── Source

Nous verrons, lors de la discussion des articles, si le Gouvernement et la majorité sont prêts à démontrer avec nous que le développement de notre pays ne peut être durable que s'il est voulu et pris en charge par ses habitants, eux-mêmes assurés que leurs élus locaux assument des responsabilités que nous sommes aujourd'hui prêts à leur reconnaître. (Applaudissements sur les bancs du groupe socialiste.)

M. le président. La parole est à M. Jacques Le Guen.

M. Jacques Le Guen. Monsieur le président, monsieur le ministre, mes chers collègues, nous entrons à présent dans la phase opérationnelle de la seconde étape de la décentralisation.

Une des questions essentielles qui nous est aujourd'hui posée est la suivante : les élus locaux ont-ils raison d'être inquiets des conséquences financières des transferts de compétences ?

Cette inquiétude est double.

Premièrement, au cours des années passées, des transferts de charges ont eu lieu sans compensation et certains transferts ont été mal compensés. Les élus locaux craignent de se retrouver aujourd'hui face à de nouvelles compétences sans avoir les moyens de les exercer.

La seconde inquiétude porte sur l'absence dans le projet de loi du montant des transferts de compétences et sur la nature des ressources.

Pour répondre à la première préoccupation, nous devons donner aux élus locaux des garanties en matière de compensation financière.

En premier lieu, il faut effectivement renforcer les prérogatives de la commission consultative d'évaluation des charges.

Au cours des dernières années, ce principe de compensation financière a été particulièrement malmené.

Le gouvernement précédent n'a pas hésité à transférer sur les collectivités locales un certain nombre de charges nouvelles, mais aussi des compétences, sans vraiment les compenser : les SDIS, l'APA et les 35 heures.

────
── Segment de données

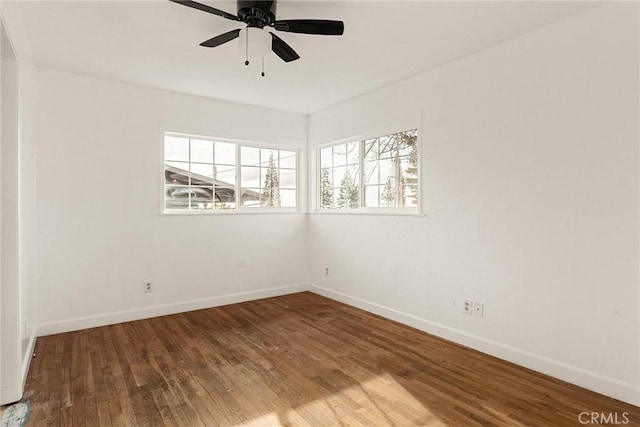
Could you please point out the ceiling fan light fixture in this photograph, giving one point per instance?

────

Consignes de travail
1 - Dans l'extrait du débat sur la décentralisation, reprenez tout le passage depuis « Premièrement, au cours » jusqu'à « de compensation financière. », en renommant « élus locaux » en « responsables locaux ».
2 - Traduisez en anglais cette phrase de l'extrait du débat sur la décentralisation : « La seconde inquiétude porte sur l'absence dans le projet de loi du montant des transferts de compétences et sur la nature des ressources. »
3 - Résumez en deux phrases l'extrait du débat sur la décentralisation.

Résultats par consigne
1 -
Premièrement, au cours des années passées, des transferts de charges ont eu lieu sans compensation et certains transferts ont été mal compensés. Les responsables locaux craignent de se retrouver aujourd'hui face à de nouvelles compétences sans avoir les moyens de les exercer.

La seconde inquiétude porte sur l'absence dans le projet de loi du montant des transferts de compétences et sur la nature des ressources.

Pour répondre à la première préoccupation, nous devons donner aux responsables locaux des garanties en matière de compensation financière.

2 - The second concern relates to the absence from the bill of the amount of the transfers of powers and to the nature of the resources.

3 - M. Jacques Le Guen explique que les élus locaux s'inquiètent des conséquences financières des transferts de compétences, d'une part parce que des transferts passés ont été mal compensés ou ne l'ont pas été, d'autre part parce que le projet de loi n'indique ni leur montant ni la nature des ressources. Il juge nécessaire de leur donner des garanties de compensation financière, notamment en renforçant les prérogatives de la commission consultative d'évaluation des charges, et reproche au gouvernement précédent d'avoir transféré des charges et des compétences sans vraiment les compenser.